Passage
•••

Today, 1912 and summer. The University of Houston's
College of Engineering presents this series about
the machines that make our civilization run, and
the people whose ingenuity created them.
The year is 1912: Marcel
Duchamp has just painted his Nude Descending a
Staircase; Rupert Brooke has written a poem
about the village of Grantchester; and Niels Bohr
has described electron orbits that're consistent
with Planck's new quantum theory. Together, they
show us a world lurching under our feet
Planck and Einstein had set the stage. Planck found
he could explain the radiation spectrum by assuming
energy can change only in quantum jumps, and
Einstein had begun writing his papers on
relativity.
When Bohr lent legitimacy to quantum
mechanics, time, space, matter, and energy began
flowing together like spilled paints. They could no
more be put back the way they'd been than Humpty
Dumpty could. All we'd ever tried to call real
began coming apart.

•••

Data excerpts
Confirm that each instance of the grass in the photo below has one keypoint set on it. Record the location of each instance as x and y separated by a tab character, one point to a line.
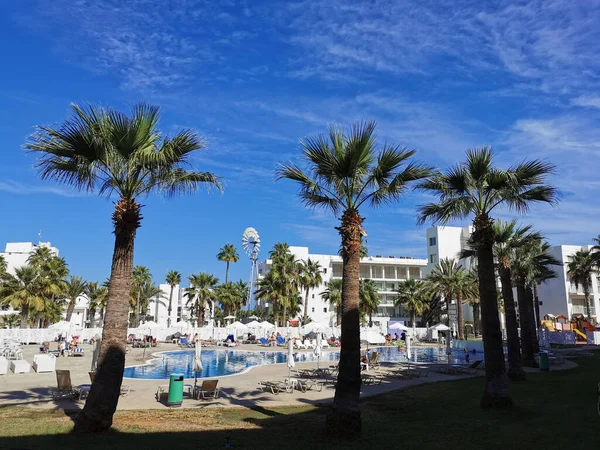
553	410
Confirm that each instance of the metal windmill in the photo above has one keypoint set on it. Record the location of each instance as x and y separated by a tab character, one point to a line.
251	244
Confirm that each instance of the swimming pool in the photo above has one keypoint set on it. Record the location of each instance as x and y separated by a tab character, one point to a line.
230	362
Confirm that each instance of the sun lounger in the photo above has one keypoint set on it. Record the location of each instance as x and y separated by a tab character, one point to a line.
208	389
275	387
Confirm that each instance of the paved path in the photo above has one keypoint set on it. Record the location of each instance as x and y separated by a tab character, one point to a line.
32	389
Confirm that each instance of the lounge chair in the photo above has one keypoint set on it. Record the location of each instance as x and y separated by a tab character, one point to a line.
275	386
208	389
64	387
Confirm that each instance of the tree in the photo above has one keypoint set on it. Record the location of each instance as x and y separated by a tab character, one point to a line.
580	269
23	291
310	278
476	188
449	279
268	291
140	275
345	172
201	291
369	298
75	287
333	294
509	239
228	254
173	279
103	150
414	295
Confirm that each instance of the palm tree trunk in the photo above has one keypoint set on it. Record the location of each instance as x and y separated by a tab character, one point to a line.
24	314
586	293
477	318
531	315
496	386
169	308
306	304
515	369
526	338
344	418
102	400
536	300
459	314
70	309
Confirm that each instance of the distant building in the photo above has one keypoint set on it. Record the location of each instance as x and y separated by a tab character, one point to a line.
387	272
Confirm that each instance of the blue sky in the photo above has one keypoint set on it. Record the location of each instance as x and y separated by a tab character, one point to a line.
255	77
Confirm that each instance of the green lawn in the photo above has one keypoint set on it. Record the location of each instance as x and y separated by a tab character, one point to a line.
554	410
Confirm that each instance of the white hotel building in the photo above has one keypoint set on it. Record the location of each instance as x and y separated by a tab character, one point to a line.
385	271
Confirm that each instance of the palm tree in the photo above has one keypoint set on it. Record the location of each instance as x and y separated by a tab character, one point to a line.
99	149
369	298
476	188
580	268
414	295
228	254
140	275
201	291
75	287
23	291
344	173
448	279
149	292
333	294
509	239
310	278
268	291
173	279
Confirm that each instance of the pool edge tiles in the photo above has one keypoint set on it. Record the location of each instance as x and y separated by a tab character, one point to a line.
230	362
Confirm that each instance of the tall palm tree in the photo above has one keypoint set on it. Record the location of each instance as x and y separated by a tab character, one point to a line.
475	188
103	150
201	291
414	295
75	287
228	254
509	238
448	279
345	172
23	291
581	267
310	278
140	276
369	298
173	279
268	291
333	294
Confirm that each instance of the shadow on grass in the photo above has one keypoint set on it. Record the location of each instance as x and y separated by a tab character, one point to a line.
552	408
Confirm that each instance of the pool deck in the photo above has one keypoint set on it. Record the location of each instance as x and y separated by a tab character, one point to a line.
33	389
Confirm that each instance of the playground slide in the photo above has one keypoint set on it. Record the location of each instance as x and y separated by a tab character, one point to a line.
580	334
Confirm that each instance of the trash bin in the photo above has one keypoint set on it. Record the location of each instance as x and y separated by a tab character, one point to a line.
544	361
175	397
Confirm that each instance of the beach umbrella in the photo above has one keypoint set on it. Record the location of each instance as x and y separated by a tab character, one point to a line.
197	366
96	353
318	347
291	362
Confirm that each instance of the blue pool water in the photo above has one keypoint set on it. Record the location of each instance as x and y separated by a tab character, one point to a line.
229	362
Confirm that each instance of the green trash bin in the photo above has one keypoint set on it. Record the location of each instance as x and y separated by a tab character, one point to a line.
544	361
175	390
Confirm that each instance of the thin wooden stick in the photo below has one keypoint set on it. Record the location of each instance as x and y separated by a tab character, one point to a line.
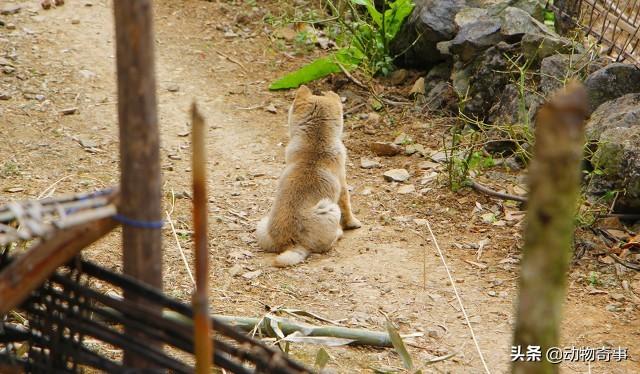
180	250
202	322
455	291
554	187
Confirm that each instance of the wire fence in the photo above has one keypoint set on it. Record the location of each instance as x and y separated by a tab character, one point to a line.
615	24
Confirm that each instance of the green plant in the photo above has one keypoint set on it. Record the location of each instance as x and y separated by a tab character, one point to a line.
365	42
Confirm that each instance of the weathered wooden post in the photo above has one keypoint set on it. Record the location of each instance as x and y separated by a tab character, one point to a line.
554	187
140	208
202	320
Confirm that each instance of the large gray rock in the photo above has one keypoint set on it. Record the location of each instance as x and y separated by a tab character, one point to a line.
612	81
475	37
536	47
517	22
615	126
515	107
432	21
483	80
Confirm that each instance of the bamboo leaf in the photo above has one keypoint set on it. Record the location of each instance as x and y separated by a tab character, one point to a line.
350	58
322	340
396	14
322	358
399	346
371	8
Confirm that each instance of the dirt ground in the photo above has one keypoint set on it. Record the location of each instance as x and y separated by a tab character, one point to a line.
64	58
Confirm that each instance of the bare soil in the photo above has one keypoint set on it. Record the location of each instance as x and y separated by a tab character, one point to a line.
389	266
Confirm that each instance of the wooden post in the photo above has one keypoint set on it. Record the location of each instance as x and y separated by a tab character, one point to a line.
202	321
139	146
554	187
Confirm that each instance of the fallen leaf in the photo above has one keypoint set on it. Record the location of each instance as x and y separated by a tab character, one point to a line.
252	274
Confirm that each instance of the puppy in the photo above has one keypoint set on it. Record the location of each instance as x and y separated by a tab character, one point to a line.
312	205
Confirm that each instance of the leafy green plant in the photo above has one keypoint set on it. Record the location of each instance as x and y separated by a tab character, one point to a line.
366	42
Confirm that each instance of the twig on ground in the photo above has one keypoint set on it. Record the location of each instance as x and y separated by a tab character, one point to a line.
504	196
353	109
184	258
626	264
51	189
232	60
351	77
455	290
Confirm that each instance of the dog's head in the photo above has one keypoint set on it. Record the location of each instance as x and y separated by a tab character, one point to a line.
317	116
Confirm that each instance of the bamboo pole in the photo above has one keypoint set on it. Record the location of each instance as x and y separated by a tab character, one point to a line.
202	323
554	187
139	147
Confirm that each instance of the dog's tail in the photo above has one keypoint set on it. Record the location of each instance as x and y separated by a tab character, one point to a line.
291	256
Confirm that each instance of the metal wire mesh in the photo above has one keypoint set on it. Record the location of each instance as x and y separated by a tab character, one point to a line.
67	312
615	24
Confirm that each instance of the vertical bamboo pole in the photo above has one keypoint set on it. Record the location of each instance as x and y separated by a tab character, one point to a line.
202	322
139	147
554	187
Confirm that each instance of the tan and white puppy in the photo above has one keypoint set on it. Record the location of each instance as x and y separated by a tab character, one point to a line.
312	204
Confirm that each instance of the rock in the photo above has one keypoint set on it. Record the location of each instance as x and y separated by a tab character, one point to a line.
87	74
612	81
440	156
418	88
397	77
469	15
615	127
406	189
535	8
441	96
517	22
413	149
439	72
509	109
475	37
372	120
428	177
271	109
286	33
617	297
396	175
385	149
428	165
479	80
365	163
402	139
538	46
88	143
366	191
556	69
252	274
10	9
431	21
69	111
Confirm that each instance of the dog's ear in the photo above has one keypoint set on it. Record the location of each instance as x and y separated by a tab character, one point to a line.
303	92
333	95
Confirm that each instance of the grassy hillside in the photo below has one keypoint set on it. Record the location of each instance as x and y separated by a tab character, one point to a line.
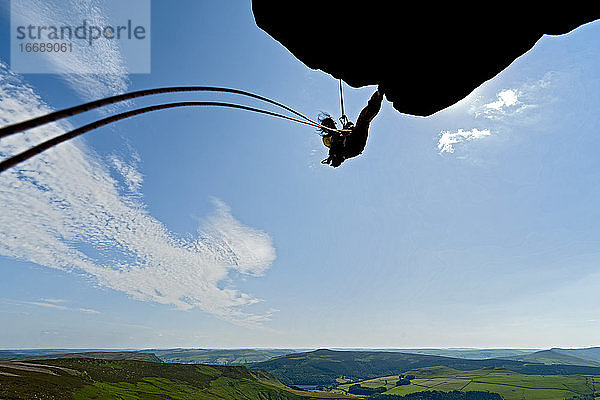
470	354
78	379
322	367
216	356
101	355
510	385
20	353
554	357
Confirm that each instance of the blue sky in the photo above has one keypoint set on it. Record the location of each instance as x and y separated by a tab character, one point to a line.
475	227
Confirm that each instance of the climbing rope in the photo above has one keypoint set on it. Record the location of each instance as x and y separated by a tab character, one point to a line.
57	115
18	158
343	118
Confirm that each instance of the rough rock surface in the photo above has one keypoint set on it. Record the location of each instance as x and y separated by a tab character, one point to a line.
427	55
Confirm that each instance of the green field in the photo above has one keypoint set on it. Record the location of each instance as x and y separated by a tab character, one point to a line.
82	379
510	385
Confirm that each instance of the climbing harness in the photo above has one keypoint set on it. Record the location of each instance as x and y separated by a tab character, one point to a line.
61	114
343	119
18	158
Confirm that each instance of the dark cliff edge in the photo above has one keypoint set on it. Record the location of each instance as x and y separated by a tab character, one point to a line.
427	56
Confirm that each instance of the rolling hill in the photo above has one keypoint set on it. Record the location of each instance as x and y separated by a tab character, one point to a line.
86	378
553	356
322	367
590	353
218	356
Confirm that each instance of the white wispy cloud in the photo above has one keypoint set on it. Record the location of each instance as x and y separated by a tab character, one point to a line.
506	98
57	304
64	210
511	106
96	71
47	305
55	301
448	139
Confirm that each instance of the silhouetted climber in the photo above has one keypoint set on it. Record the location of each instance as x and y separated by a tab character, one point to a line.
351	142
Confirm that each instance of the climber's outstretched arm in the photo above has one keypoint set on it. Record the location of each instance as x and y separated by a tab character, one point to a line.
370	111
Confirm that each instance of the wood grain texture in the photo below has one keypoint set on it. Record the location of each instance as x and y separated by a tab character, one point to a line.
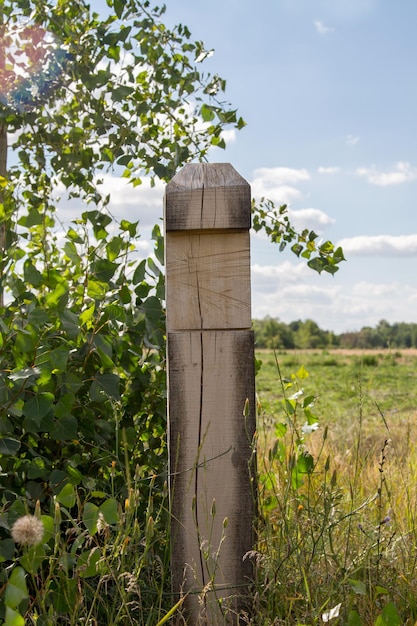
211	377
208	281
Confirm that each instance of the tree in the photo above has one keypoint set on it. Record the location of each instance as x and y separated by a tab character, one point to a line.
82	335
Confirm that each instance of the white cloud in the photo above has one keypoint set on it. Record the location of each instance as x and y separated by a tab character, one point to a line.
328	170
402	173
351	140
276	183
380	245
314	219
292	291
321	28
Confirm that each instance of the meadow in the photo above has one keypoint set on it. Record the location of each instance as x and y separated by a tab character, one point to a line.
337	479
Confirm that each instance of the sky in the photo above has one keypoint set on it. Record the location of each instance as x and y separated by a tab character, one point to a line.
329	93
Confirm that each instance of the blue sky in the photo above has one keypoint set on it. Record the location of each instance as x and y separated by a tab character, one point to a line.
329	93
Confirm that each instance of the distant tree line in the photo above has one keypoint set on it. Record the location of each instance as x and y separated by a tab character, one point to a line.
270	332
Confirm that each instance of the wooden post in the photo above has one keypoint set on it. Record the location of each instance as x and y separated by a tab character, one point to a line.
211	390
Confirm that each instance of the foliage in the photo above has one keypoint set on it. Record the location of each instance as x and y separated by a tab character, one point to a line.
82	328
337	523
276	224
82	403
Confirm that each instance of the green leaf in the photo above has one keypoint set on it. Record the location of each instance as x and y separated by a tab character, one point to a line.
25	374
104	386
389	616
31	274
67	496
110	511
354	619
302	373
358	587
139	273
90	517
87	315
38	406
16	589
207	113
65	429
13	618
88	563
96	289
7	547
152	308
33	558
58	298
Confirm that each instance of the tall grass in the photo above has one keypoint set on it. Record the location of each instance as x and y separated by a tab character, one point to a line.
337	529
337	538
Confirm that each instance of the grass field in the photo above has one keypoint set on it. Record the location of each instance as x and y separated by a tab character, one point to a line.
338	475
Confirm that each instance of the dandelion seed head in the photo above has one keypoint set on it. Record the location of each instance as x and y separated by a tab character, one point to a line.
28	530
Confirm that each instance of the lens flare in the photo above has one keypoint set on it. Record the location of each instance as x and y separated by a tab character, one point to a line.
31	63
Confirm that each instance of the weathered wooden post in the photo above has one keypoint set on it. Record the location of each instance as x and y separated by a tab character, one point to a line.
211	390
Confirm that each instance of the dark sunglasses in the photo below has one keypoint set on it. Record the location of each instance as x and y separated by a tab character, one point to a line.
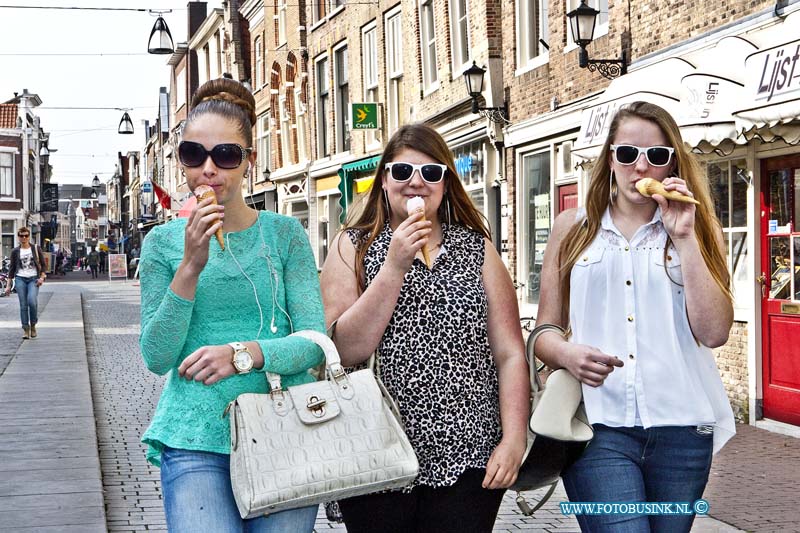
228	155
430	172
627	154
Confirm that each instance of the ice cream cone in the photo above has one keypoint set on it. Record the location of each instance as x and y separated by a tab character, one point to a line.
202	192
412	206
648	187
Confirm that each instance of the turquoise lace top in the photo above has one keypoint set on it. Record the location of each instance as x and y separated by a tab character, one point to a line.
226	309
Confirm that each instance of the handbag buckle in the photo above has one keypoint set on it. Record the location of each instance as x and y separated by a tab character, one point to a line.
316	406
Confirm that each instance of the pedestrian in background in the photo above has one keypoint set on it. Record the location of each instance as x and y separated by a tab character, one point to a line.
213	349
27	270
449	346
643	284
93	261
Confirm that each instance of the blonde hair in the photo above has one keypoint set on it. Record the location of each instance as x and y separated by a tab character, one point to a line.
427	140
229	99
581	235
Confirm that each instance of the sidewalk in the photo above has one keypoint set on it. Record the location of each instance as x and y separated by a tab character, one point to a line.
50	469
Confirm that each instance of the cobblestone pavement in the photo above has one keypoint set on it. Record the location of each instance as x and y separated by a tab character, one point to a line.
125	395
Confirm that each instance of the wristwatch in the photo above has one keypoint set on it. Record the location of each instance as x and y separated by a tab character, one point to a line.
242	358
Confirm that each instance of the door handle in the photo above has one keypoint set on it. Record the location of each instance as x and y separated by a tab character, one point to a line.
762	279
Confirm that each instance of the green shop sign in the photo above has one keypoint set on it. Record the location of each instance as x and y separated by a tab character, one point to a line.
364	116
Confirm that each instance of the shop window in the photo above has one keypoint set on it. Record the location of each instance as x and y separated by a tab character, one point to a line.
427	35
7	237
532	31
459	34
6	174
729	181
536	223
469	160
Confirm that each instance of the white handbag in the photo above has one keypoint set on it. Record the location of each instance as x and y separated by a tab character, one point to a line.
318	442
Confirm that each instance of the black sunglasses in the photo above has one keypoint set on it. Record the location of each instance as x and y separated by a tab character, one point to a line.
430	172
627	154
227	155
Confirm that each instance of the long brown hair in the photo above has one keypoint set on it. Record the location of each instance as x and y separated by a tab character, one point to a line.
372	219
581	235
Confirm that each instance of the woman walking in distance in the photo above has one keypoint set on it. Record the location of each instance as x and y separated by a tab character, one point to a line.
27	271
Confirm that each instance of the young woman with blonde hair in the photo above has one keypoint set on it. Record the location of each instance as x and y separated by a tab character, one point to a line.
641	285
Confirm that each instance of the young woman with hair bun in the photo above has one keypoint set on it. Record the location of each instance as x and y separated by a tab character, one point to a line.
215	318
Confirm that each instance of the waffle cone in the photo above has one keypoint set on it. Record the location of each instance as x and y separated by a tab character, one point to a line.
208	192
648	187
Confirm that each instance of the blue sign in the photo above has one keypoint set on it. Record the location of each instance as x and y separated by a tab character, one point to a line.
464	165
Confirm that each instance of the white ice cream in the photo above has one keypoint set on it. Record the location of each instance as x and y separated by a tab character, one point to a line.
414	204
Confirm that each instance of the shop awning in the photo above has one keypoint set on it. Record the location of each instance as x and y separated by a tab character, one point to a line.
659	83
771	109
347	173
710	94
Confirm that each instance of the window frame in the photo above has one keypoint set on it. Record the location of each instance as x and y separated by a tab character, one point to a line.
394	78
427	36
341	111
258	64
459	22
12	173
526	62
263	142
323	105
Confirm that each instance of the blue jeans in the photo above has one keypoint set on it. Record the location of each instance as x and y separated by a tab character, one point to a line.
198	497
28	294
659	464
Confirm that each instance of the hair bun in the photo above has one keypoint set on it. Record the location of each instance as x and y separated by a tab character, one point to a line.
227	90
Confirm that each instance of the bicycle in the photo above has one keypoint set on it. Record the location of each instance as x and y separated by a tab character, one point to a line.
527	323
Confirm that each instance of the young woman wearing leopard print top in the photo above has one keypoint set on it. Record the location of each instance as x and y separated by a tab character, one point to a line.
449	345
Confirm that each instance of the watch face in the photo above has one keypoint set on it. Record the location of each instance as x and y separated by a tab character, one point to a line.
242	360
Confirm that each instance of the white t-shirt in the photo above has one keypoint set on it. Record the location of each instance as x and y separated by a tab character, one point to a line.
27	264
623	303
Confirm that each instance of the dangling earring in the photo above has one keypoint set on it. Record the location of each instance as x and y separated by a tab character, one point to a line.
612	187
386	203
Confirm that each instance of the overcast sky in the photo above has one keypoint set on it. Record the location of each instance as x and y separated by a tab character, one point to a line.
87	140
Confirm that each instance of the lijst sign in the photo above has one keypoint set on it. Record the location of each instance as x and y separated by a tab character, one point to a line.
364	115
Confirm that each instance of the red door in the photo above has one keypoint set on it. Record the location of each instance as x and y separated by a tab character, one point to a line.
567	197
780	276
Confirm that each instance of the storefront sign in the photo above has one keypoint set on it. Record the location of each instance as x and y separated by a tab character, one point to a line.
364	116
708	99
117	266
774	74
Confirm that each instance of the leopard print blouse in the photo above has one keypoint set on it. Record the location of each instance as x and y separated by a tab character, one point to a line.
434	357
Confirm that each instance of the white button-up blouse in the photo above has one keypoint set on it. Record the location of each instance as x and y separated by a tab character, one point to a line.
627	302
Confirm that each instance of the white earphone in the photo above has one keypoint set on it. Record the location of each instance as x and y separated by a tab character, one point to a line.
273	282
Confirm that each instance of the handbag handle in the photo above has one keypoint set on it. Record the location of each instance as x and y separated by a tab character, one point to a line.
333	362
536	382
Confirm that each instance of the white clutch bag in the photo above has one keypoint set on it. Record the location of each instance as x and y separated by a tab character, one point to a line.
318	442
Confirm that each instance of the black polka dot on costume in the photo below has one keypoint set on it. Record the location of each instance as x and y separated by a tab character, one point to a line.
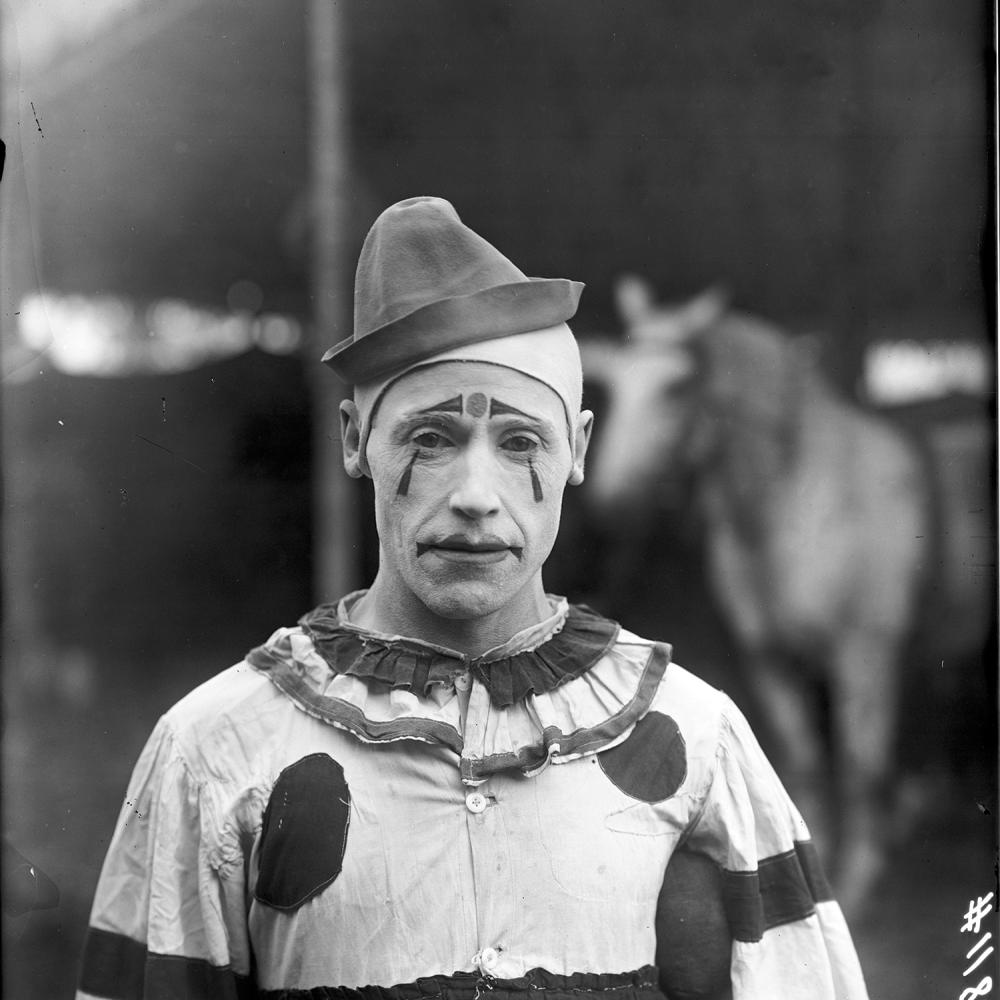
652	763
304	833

•••

Tasks and exercises
• A. Give the lines of the listing from the one containing "Confirm that each instance of the storefront" through the end of the listing, both ends included, as a JSON list of strings with one string per line and blank lines omitted. Leave the pictures out.
• B. Carry the text on the year 1912 further from its final sentence.
The listing has no connection to the text on 1912 that precedes it.

Final answers
• A.
[
  "Confirm that each instance of the storefront sign in the photo above has one keypoint set on it. Record the location of each instance as x and y separated by a tab character, one point to a line.",
  "364\t116",
  "708\t99",
  "117\t266",
  "774\t74",
  "Confirm that each instance of the leopard print blouse in the photo above has one keypoint set on it. Record the location of each instance as x and y separated by a tab character, one point to a line.",
  "434\t357",
  "Confirm that each instance of the white button-up blouse in the photo above has one keypoint set on it. Record the location of each instance as x and y separated by a tab character, one point to a line.",
  "627\t302",
  "Confirm that each instance of the white earphone in the photo above has one keypoint set on it. Record the location of each instance as x and y separated by a tab character, one point to a line.",
  "273\t282",
  "Confirm that each instance of the handbag handle in the photo above has one keypoint set on it. Record the location of each instance as x and y separated by a tab character, one point to a line.",
  "333\t362",
  "536\t382",
  "Confirm that each instance of the white clutch bag in the photo above has one keypoint set on it. Record the location of each instance as x and y separated by a tab character, one point to a line.",
  "318\t442",
  "Confirm that each instance of the black polka dot on costume in the photo below has one keypoint set on it. Record the location of each instance as x and y separated by a tab character, one point to a line.",
  "652\t763",
  "304\t833"
]

• B.
Duchamp's nude, who was no nude at all, also
rearranged reality. She was a cinematic series of
images of a highly abstracted human figure -- not
as a camera would catch her, but broken into cubist
fragments. It is as though we saw a nude suddenly
coming down the stairs to join our party. Out of
embarrassment, we glimpse her only in a series of
blinks, from the corner of one eye. She is no
longer an image at all. She's an event,
smeared in time and space, just as photons and
electrons were being smeared.
So our dizzying deconstructions continued
throughout the twentieth century. And, in May of
1912, Rupert Brooke heard the sigh of that same
Zeitgeist as he sat in a Berlin café,
thinking about summer and his home in Grantchester,
near Cambridge. He wrote,
... would I were
In Grantchester, in Grantchester!
Some, it may be, can get in touch
With Nature there, or Earth, or such.
...
I only know that you may lie
Day long and watch the Cambridge sky,
And, flower-lulled in sleepy grass,
Hear the cool lapse of hours pass,
Until the centuries blend and blur
In Grantchester, in Grantchester.
...
Say, is there Beauty yet to find?
And Certainty? and Quiet kind?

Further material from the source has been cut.